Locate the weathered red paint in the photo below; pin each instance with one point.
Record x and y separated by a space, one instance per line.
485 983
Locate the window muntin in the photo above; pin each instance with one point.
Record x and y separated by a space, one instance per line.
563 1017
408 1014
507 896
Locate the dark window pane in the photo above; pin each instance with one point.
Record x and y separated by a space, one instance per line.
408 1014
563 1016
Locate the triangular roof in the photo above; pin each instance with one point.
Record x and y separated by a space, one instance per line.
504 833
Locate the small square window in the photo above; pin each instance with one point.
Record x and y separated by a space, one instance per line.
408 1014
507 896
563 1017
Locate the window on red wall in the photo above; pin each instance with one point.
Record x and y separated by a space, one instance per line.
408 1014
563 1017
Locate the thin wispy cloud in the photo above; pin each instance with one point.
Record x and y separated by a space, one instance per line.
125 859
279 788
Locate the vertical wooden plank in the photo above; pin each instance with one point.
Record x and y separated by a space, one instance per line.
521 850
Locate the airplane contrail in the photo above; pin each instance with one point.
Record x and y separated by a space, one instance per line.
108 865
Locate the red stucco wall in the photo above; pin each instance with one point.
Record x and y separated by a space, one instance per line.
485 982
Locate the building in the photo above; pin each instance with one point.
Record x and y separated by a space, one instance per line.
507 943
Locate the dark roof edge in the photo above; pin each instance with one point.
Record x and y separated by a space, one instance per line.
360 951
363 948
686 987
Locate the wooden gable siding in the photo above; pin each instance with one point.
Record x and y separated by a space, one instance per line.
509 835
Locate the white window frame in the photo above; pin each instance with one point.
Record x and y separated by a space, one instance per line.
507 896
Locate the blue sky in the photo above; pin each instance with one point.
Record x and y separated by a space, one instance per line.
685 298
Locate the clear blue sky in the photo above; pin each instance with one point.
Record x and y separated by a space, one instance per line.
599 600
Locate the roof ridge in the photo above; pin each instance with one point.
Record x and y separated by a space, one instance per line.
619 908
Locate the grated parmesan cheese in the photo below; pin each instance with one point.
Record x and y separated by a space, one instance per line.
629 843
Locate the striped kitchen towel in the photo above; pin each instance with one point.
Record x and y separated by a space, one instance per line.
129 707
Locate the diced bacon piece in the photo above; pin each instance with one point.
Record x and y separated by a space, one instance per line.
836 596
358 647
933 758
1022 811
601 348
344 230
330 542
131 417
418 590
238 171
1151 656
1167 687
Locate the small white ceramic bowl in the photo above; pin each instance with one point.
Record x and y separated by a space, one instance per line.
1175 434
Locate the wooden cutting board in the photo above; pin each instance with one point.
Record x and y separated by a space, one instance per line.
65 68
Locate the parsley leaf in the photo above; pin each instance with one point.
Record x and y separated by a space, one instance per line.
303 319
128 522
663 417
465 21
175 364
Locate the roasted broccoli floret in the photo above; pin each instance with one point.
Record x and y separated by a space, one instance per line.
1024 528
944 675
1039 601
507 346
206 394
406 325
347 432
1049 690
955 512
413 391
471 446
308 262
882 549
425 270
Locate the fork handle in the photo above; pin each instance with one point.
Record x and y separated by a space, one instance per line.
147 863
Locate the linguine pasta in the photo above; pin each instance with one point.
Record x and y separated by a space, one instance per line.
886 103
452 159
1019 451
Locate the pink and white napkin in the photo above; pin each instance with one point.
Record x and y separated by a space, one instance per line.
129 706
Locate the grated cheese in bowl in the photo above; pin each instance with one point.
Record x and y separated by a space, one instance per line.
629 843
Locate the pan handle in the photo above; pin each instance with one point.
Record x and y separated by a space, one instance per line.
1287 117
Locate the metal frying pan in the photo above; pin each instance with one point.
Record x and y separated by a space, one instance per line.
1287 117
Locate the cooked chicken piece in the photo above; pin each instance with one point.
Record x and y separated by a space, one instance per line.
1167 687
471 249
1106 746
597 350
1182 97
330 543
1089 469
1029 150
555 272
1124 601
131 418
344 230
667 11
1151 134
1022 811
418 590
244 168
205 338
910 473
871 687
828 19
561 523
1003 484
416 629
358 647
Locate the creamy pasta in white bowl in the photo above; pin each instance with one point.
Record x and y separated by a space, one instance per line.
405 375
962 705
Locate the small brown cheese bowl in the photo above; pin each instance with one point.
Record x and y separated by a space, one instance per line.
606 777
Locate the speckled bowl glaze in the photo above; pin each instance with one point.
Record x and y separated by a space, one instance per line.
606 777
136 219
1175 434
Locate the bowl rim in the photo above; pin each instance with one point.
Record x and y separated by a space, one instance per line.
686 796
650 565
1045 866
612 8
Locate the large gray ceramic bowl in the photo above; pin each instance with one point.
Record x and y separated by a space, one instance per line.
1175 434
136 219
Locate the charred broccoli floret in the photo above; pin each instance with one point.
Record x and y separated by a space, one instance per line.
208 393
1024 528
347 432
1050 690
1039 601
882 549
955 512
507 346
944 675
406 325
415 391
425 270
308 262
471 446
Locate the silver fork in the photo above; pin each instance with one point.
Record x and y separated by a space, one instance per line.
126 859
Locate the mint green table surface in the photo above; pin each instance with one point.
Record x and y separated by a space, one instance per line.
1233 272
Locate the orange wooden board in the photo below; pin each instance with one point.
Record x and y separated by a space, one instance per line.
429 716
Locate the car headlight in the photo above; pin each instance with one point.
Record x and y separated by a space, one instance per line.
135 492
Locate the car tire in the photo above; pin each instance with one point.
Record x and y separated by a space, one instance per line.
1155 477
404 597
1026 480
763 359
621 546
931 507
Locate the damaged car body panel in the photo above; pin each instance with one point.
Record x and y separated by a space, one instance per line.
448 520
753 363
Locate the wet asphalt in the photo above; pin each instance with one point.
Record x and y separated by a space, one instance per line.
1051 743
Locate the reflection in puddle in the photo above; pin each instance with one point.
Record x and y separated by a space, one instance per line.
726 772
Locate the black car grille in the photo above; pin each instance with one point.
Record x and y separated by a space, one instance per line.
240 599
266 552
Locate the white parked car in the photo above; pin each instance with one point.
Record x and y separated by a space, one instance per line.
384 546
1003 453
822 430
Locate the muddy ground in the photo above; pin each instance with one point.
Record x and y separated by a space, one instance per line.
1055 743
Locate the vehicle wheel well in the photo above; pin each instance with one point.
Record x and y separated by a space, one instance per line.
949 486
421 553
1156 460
========================
**Assignment**. Reproduce the material above in full, word for word.

**Expected output**.
Locate the weathered red paint in the photo below; pin each instance with one point.
Record x and y separated by a space, one instance per line.
485 983
Locate the window muntin in the photo above; pin each instance with one point.
Record x and y separated by a space, one instance per line.
563 1017
408 1014
507 896
Locate the dark window pane in the photo above; pin each instance with one point.
Record x and y separated by a space, one instance per line.
408 1014
563 1016
Locate the triangular roof in the photo above; pin each instance with one point.
Record x and y separated by a space, one instance per line.
504 833
Locate the small square window in the photo above; pin each instance with one point.
Record x and y separated by a space, one instance per line.
408 1014
507 896
563 1017
Locate the window on red wall in the photo above; pin each instance with one point.
Record x and y separated by a space, one instance per line.
408 1014
563 1017
Locate the thin wispy cloud in the photo above; pin each instance with one point.
Record x and y separated by a space, one instance per line.
125 859
279 788
Locate the vertical wooden plank in the photo above; pin each instance with one point.
Record x and y separated by a space, one instance per line.
521 850
Locate the airplane contrail in the photo above; pin each instance with one point.
Record x and y separated by a space, one instance per line.
108 865
Locate the red stucco wall in the photo above; pin each instance with one point.
Record x and y separated by a space, one instance per line.
485 982
Locate the building in the photo above; pin each instance with one point.
Record x and y separated by a space, one instance per line.
507 943
Locate the dark roof edge in the photo above; pin each instance with one point.
Record x and y separated by a space, one instance per line.
360 951
363 948
686 987
Locate the wooden gable siding in the photo above; pin each instance with one point.
Record x and y separated by a space, one instance per line.
509 835
Locate the white window frame in the photo above; pin each instance with one point.
Record x and y separated by a space, one instance per line.
507 896
Locate the blue sky in the photo above; pin each instance with one point.
Record x and y separated by a space, one instance per line.
685 298
Locate the clear blue sky in the photo above; pin each instance with one point.
Record x and y separated by a space, one instance per line.
599 600
Locate the roof ridge in the photo above; pin each instance with one point.
Record x and y separated by a space, one instance per line.
619 908
Locate the grated parmesan cheese in the photo below; pin each instance with one point.
Record x and y separated by a space, one instance per line.
629 843
Locate the striped kitchen towel in the photo above; pin each instance with one point.
Record x and y separated by a space, one instance per line.
129 707
Locate the diced bacon piece in the photo above; pin each instance with one point.
Record x and y separated by a space, one instance per line.
836 596
358 647
933 758
1022 811
601 348
344 230
330 542
131 417
418 590
238 171
1151 656
1167 687
Locate the small white ceramic bowl in the photo above; pin each instance with one point.
Record x and y separated by a space, one instance per line.
1175 434
Locate the wooden cutting board in the photo above; pin each instance with one point.
Record x and y separated by a space, one instance per line.
65 68
Locate the parsley leaf in the photo above; pin each instance with one point.
Record x and y separated by a space, one instance per line.
303 319
128 522
663 417
465 21
175 364
Locate the roasted broccoli floret in the photo above; pin each instance with one point.
Record x and y separated by a space, one instance per line.
1024 528
944 675
1039 601
507 346
206 394
406 325
347 432
1049 690
955 512
413 391
471 446
308 262
882 549
425 270
Locate the fork handle in the photo above; pin each instance with one point.
Record x and y separated by a space, one instance per line.
147 863
Locate the linguine pasta in the photo above; pin each instance with one point.
Record x and y separated by a space, one instance per line.
886 103
452 159
1019 451
Locate the pink and white napkin in the photo above; pin each instance with one point.
Record x and y separated by a space, one instance per line.
129 706
Locate the grated cheese in bowl in the photo above; pin each instance with one point.
Record x and y separated by a space, one instance per line.
629 843
Locate the pan handle in the photo above; pin each instance with one point.
Record x and y separated by a space, one instance per line.
1287 117
Locate the metal frying pan in the photo above; pin each instance with one point.
Record x and y separated by a space, one instance per line.
1287 117
Locate the cooked chicken piece in the photo above; pin each instance with one point.
Record x and y separated by a space, one instance per line.
1167 687
471 249
1106 746
597 350
1182 97
330 543
1089 469
1029 150
555 272
1124 601
131 418
344 230
667 11
1151 134
1022 811
418 590
244 168
205 338
910 473
871 687
828 19
561 523
1003 484
416 629
358 647
Locate the creamy pasta in white bowl in the photo above; pin each instance with one point.
Record x and y separated by a space, one instance per line.
405 375
962 705
Locate the small brown cheese bowl in the photo above; pin each instance with one point.
Record x and y separated by a space, one instance per line.
606 777
Locate the speckled bowl glaze in the photo above; pin each instance with one point.
Record x and y separated by a space, one instance per line.
606 777
136 219
1175 434
Locate the bowl rim in the photo above; pin each instance with one point.
Record x and y separated by a space, one instance per line.
686 796
650 565
1045 866
612 8
Locate the large gray ceramic bowl in the photo above; pin each instance with one point.
Record x and y separated by a space, one instance per line.
1175 434
136 219
Locate the charred broccoli floret in the photo above; pin each instance with one point.
Record x and y separated by a space, one instance per line.
208 393
1024 528
347 432
1050 690
1039 601
882 549
955 512
507 346
944 675
406 325
415 391
425 270
308 262
471 446
Locate the silver fork in the photo above; pin each instance with one point.
Record x and y separated by a space, one instance per line.
126 859
Locate the mint green table surface in the photo above; pin each instance with one point.
Record x and y separated by a space, one instance per line.
1233 272
Locate the orange wooden board in the photo below; pin each instance with one point.
Record x and y separated by a space, one instance per line.
429 716
Locate the car headlight in the photo above; pin each instance with one point.
Record x and y separated by a space, one instance per line.
135 492
Locate the car tire in the photo above; pin each instance with one point.
Record x and y separated by a space, one instance per line.
1155 477
404 597
1026 480
763 359
621 546
931 507
Locate the damaged car body panel in the photo above; pin each instance with one point.
Record x and y separated by a space, one instance per line.
448 520
753 363
Locate the wet asphalt in the photo above; pin each instance with one point.
Record x and y separated by a space, one instance per line.
1051 743
Locate the reflection in puddle in the photo above; pin each instance with one point.
Record x and y separated by a space, one instance per line.
726 772
Locate the black car grille in the photo above; pin each instance with one point.
Record x and y separated by a space, one instance per line.
240 599
266 552
Locate the white parked car in the photo above; pin each instance with one point.
Record x and y separated by a space, one instance per line.
384 546
1003 453
822 430
Locate the muddy ground in the photo above; pin each instance with one point.
Record x and y separated by a space, one instance per line.
1055 743
Locate the vehicle wheel well in the photo above; pin each instance with one point.
Record x and y separated by a space, one instance per line.
949 486
421 553
1156 460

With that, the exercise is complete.